* [EXERCISE TASK]: Recast the rows below as a Markdown table with the columns No. and Content, one row per line in order, skipping blank lines and leaving out the pictures.
>> START
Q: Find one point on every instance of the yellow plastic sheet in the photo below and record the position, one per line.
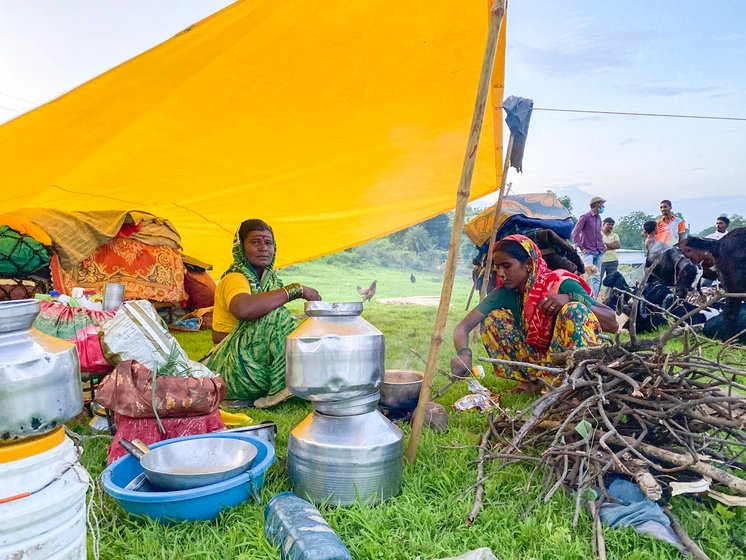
(335, 121)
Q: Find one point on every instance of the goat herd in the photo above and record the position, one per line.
(672, 279)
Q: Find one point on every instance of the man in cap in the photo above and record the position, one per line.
(587, 237)
(721, 228)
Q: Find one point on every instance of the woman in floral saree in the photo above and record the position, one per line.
(250, 321)
(533, 313)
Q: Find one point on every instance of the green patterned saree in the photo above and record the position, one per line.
(251, 359)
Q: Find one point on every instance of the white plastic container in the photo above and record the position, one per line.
(50, 524)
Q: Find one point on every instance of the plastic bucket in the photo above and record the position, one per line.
(51, 523)
(202, 503)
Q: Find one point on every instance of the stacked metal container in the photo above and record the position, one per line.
(42, 484)
(345, 450)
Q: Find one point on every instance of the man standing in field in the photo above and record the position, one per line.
(721, 228)
(586, 235)
(610, 261)
(671, 228)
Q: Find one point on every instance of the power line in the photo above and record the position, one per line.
(18, 98)
(666, 115)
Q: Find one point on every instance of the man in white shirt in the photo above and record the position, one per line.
(721, 228)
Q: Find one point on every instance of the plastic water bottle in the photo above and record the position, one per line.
(300, 531)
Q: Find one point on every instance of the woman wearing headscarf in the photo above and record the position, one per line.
(250, 322)
(533, 313)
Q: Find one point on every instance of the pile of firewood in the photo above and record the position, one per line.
(652, 415)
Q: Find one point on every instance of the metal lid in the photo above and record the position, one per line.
(333, 308)
(17, 315)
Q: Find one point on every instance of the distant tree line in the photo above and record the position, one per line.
(423, 246)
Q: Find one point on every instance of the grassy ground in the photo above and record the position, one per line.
(427, 519)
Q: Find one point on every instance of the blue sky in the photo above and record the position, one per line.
(665, 56)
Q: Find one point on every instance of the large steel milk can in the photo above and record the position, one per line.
(334, 355)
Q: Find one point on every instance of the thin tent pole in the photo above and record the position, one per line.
(498, 210)
(462, 198)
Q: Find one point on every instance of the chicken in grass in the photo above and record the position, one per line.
(367, 294)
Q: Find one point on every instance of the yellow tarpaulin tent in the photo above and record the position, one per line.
(335, 121)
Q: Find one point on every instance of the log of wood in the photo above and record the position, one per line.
(569, 359)
(716, 474)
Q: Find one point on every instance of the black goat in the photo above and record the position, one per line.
(729, 253)
(673, 268)
(650, 318)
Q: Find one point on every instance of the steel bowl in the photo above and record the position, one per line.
(401, 389)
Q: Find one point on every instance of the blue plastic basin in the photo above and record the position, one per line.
(194, 504)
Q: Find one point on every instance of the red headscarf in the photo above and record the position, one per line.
(540, 283)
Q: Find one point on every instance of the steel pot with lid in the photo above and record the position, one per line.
(343, 459)
(335, 354)
(40, 385)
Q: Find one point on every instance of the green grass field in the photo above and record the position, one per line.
(428, 519)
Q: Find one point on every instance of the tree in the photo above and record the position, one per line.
(629, 229)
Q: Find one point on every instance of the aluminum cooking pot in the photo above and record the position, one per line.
(193, 462)
(401, 389)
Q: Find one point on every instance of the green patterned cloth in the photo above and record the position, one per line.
(251, 359)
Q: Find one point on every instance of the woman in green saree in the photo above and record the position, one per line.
(250, 320)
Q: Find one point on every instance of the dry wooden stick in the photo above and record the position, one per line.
(598, 531)
(480, 481)
(716, 474)
(521, 364)
(462, 197)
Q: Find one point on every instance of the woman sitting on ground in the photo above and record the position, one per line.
(250, 322)
(534, 313)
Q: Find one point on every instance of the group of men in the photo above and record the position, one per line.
(597, 242)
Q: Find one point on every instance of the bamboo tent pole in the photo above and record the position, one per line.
(498, 210)
(462, 198)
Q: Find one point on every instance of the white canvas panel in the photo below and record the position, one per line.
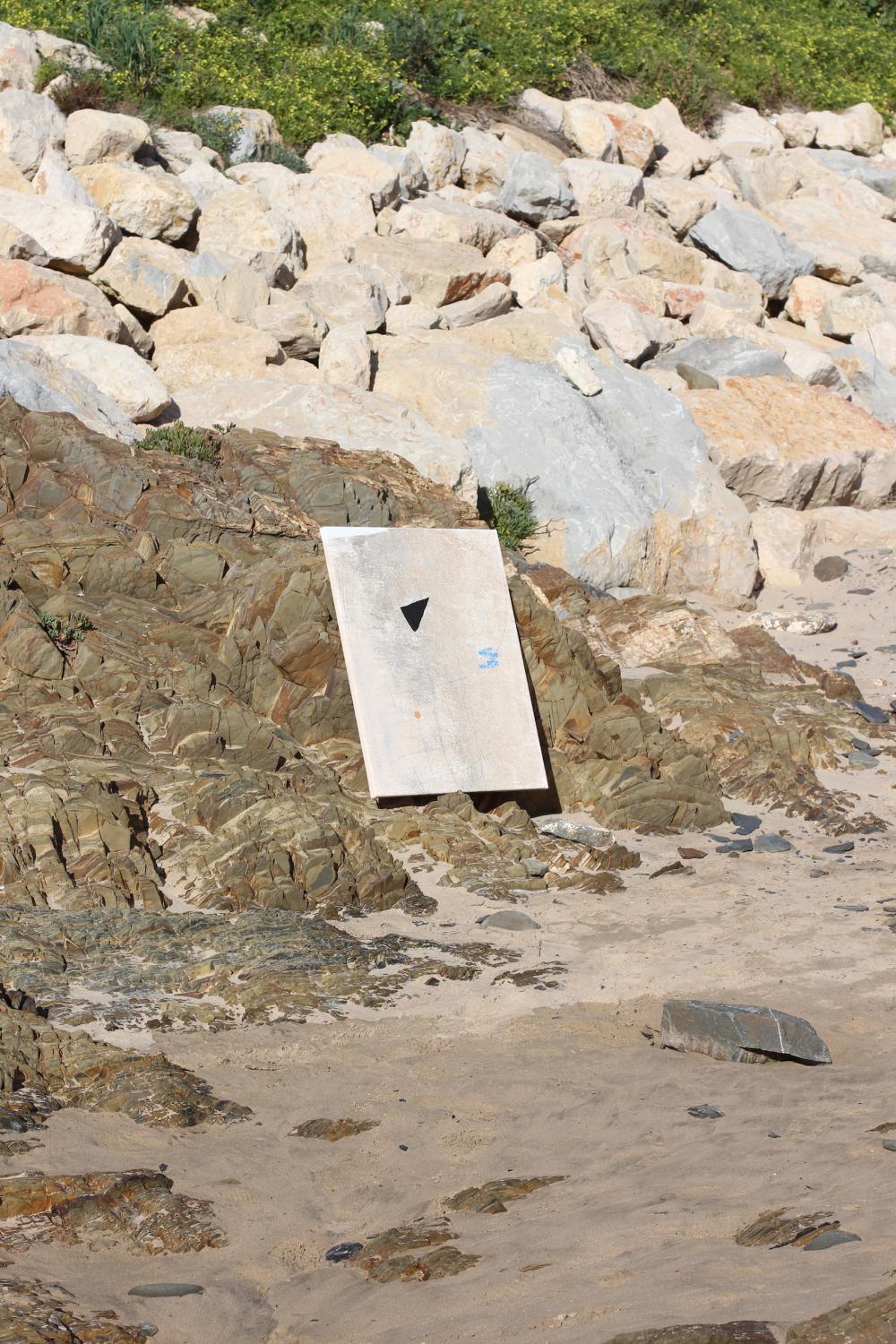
(435, 660)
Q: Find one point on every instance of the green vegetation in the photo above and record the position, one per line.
(367, 65)
(65, 631)
(183, 441)
(511, 513)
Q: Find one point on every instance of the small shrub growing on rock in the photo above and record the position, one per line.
(65, 631)
(183, 441)
(218, 134)
(271, 152)
(509, 510)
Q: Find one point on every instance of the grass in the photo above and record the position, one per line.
>> END
* [RESPONSE]:
| No. | Content |
|---|---|
| 1 | Q: Find one point on every instance of the yellow plastic sheet in the photo below and record the position, one per line. |
| 2 | (335, 121) |
| 3 | Q: Find one point on every instance of the goat herd in the photo above and record the position, one per line. |
| 4 | (672, 279) |
| 5 | Q: Find one point on every instance of the man in cap in the photo above and record the position, one per line. |
| 6 | (587, 237) |
| 7 | (721, 228) |
| 8 | Q: Find one point on every instance of the woman in floral saree in the photo above and record the position, one per line. |
| 9 | (250, 321) |
| 10 | (533, 313) |
| 11 | Q: Find one point on every instance of the green patterned saree in the photo above and record the position, one per line. |
| 12 | (251, 359) |
| 13 | Q: Find one point on every instance of the white plastic container in the photo above and record the position, one per line. |
| 14 | (50, 524) |
| 15 | Q: Find one point on every instance of the plastic bucket in the photo above and record the position, one per line. |
| 16 | (51, 523) |
| 17 | (202, 503) |
| 18 | Q: Find one point on every instance of the stacked metal container in the photo above and record the position, one per line. |
| 19 | (42, 484) |
| 20 | (345, 450) |
| 21 | Q: Find one point on every instance of the man standing in field in the photo above and record the position, one per line. |
| 22 | (721, 228) |
| 23 | (586, 235) |
| 24 | (610, 261) |
| 25 | (671, 228) |
| 26 | Q: Find one point on every instance of the power line in the photo above and record the position, one per line. |
| 27 | (18, 98) |
| 28 | (666, 115) |
| 29 | Q: Find one point on every instance of the man in white shirt in the photo above and record the position, one per line. |
| 30 | (721, 228) |
| 31 | Q: Find one point on every instance of the plastic water bottle in the photo above and record the position, one per line. |
| 32 | (300, 531) |
| 33 | Q: Find one point on every instance of the woman wearing headscarf in the photo above and record the position, one per line. |
| 34 | (250, 322) |
| 35 | (533, 313) |
| 36 | Q: Find one point on every instance of the pile of firewood in the photo above and record the position, one per line. |
| 37 | (652, 415) |
| 38 | Q: Find one point on every instance of the metal lid in the photo above and record the position, one per line. |
| 39 | (333, 308) |
| 40 | (17, 315) |
| 41 | Q: Find one point on every instance of the distant tree line in the photo above and record the position, one per line. |
| 42 | (423, 246) |
| 43 | Q: Find one point on every instance of the grassy ground in the photo above and record the position, one per line. |
| 44 | (427, 519) |
| 45 | Q: Find one point on every instance of the blue sky in the photo above and record the position, one per line. |
| 46 | (665, 56) |
| 47 | Q: Find one point on every instance of the large steel milk can in the photo above and record the position, one per line. |
| 48 | (334, 355) |
| 49 | Q: Find one point on every instance of the thin tent pole in the photo above and record the position, one per line. |
| 50 | (498, 210) |
| 51 | (462, 198) |
| 52 | Q: Find one point on every instance of the chicken in grass in the photo above and record the position, one per line. |
| 53 | (367, 294) |
| 54 | Q: Find one point on every instance of the yellow tarpaulin tent in the photo above and record the position, one per line. |
| 55 | (335, 121) |
| 56 | Q: Find one point on every instance of the log of wood in the photo above and record the position, one per line. |
| 57 | (569, 359) |
| 58 | (716, 474) |
| 59 | Q: Find one point on every instance of the black goat in the photo above and record the position, one per line. |
| 60 | (729, 253) |
| 61 | (673, 268) |
| 62 | (650, 318) |
| 63 | Q: Find one point on every instance of the steel bowl in the photo above and record the position, one per line. |
| 64 | (401, 389) |
| 65 | Q: Find one point on every instance of the blue plastic basin in the photo above and record the position, one per line. |
| 66 | (194, 504) |
| 67 | Q: Find one point on every instance of the red headscarf in the photo above and record the position, one per line. |
| 68 | (540, 283) |
| 69 | Q: Find one point on every instance of the steel pot with lid in the photo above and record the position, one per line. |
| 70 | (343, 459) |
| 71 | (335, 354) |
| 72 | (40, 385) |
| 73 | Q: Find one point on every instance of the green grass field in the photo above and record the position, one per line. |
| 74 | (428, 519) |
| 75 | Q: Find one point on every instance of the tree in the photo above and record the position, one per line. |
| 76 | (629, 229) |
| 77 | Q: Find one point on every instance of the aluminum cooking pot in the photo above and record the position, one per line. |
| 78 | (193, 462) |
| 79 | (401, 389) |
| 80 | Q: Find one point on every instance of the green patterned cloth in the photo above and record the position, one per line. |
| 81 | (251, 359) |
| 82 | Q: Find one point on every instance of the woman in green saree in the photo above and record the position, one per line. |
| 83 | (250, 320) |
| 84 | Q: Find one point on every instance of the dry wooden stick in the photo above and record the position, one per line. |
| 85 | (598, 531) |
| 86 | (480, 481) |
| 87 | (716, 474) |
| 88 | (521, 364) |
| 89 | (462, 197) |
| 90 | Q: Find one point on every instance of the woman sitting on ground in the photo above and record the position, one per line. |
| 91 | (250, 322) |
| 92 | (534, 313) |
| 93 | Q: Find one point on every instance of the group of men in the photo above and record the position, one per line. |
| 94 | (597, 242) |
| 95 | Q: Find one point on every instance of the bamboo tent pole in the photo above and record the position, one per line. |
| 96 | (498, 210) |
| 97 | (462, 198) |
| 98 | Q: Find one point on every instance of the white canvas panel in the photo below and record the position, one per line. |
| 99 | (435, 660) |
| 100 | Q: Find one point on every instance of the green vegetation in the photo above and record the position, one per line. |
| 101 | (367, 65) |
| 102 | (65, 631) |
| 103 | (183, 441) |
| 104 | (511, 513) |
| 105 | Q: Find one point on every instance of the small shrub growing on rock in the photo above and record the position, one per line. |
| 106 | (65, 631) |
| 107 | (183, 441) |
| 108 | (218, 134) |
| 109 | (271, 152) |
| 110 | (509, 510) |
| 111 | Q: Find one point on every instance of the grass in the photo above and record the position, one per line. |